-- TASK GOAL --
Reproduce the data below verbatim from the line containing "Target: loose tire on ground" through its final line, and produce nothing more.

INFORMATION PROVIDED Block Start

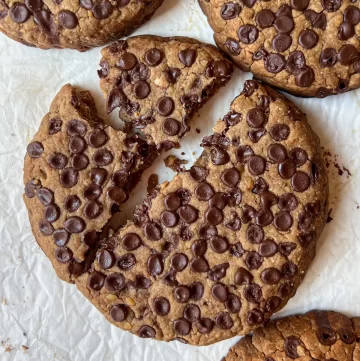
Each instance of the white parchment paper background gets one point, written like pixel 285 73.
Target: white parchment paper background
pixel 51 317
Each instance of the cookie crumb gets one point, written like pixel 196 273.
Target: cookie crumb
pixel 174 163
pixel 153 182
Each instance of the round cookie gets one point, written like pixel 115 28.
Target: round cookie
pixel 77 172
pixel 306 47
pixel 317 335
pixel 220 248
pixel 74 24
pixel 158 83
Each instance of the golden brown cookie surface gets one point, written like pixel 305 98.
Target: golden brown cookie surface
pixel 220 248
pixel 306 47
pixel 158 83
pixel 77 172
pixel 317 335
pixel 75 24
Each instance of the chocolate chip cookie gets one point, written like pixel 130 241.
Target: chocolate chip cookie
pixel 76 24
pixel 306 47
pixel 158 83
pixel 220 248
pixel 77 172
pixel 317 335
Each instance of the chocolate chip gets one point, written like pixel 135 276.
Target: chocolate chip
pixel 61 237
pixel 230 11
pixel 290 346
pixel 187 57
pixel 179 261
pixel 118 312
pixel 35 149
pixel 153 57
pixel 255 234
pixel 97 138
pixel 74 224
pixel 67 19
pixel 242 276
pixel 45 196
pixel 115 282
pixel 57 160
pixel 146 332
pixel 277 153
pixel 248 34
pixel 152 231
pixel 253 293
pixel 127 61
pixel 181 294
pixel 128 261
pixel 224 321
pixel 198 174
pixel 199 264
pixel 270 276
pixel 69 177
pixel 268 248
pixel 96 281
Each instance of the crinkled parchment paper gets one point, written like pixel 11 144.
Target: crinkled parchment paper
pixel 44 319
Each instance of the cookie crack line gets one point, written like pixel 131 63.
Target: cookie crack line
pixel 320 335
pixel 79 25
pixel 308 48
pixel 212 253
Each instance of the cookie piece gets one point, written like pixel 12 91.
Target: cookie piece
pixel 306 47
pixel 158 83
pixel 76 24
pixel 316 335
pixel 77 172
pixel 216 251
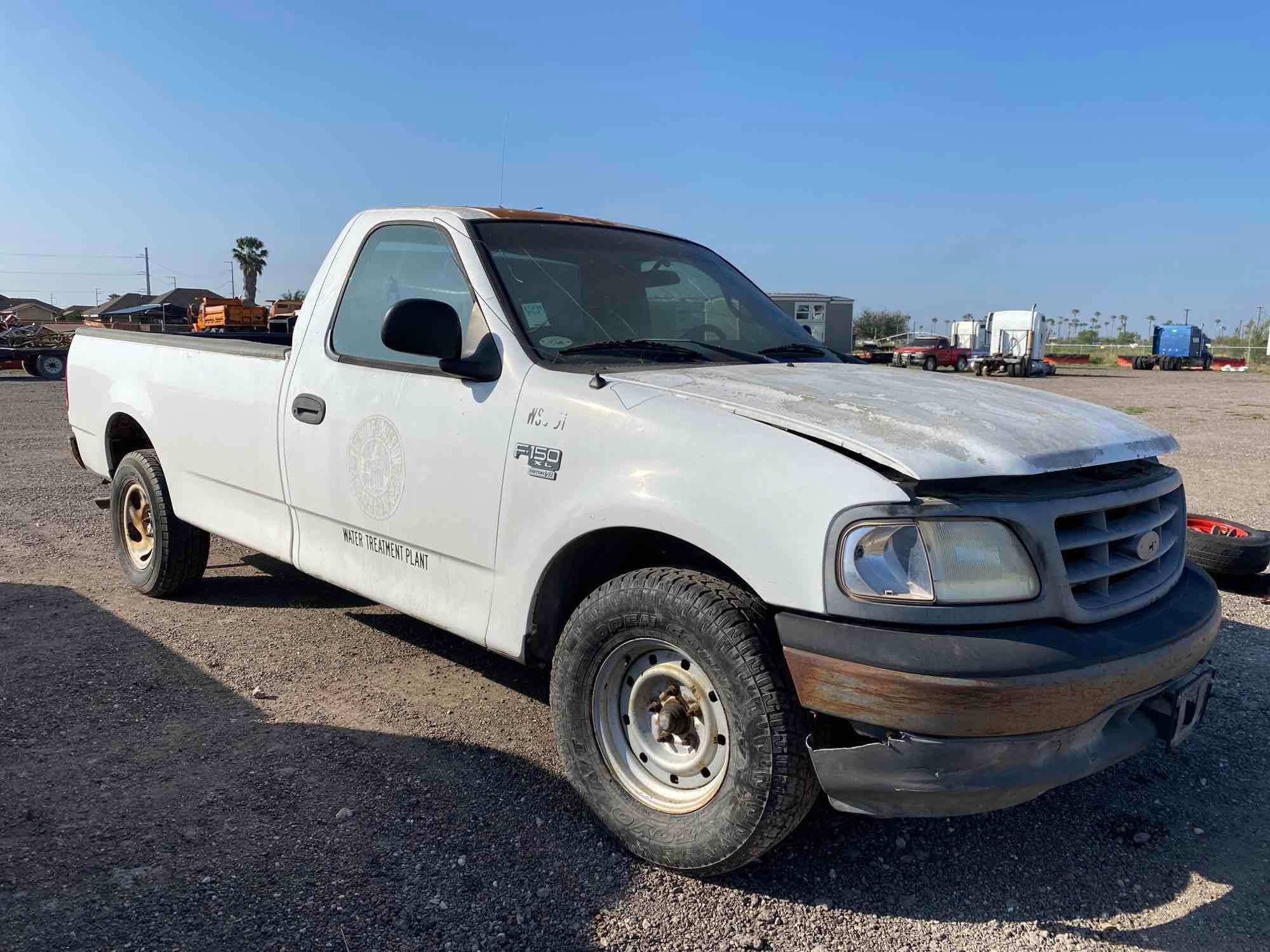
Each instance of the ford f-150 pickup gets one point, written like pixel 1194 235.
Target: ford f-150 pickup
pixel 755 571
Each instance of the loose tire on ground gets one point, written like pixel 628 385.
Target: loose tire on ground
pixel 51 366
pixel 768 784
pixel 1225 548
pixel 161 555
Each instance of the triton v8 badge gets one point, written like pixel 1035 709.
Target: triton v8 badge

INFORMATION PROVIDED Block End

-- EXPECTED ANSWER --
Target: loose tire on ground
pixel 51 366
pixel 768 784
pixel 1225 548
pixel 161 555
Each instance of the triton v8 badge gets one point, written like pixel 1035 709.
Target: triton v8 badge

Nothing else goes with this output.